Written exercise
Please count the lines in the records below that contain the word "every", and give only that number.

Records supplied
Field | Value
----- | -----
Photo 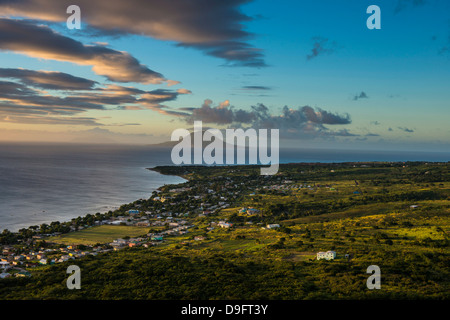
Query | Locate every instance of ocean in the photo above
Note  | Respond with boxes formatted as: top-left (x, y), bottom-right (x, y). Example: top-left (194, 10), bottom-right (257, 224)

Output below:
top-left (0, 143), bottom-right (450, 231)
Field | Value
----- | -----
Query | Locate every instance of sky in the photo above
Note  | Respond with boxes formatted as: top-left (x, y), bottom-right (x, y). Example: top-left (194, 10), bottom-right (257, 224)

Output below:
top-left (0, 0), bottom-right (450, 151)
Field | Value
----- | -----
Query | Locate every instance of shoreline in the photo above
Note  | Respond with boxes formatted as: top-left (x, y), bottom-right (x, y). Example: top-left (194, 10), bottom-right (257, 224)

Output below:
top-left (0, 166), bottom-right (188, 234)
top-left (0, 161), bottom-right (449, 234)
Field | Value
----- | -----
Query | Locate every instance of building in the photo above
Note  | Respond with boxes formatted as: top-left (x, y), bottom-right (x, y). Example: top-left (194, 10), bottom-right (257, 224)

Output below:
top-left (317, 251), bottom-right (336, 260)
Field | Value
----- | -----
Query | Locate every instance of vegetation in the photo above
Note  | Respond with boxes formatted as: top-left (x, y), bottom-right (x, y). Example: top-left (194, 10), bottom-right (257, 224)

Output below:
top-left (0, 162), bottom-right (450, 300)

---

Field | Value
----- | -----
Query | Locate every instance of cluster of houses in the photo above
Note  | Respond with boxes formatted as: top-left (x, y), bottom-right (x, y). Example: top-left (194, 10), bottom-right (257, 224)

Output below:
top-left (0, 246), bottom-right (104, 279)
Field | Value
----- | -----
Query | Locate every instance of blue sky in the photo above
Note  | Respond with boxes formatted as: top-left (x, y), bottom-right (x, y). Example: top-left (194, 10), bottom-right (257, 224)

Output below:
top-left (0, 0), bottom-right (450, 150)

Written answer
7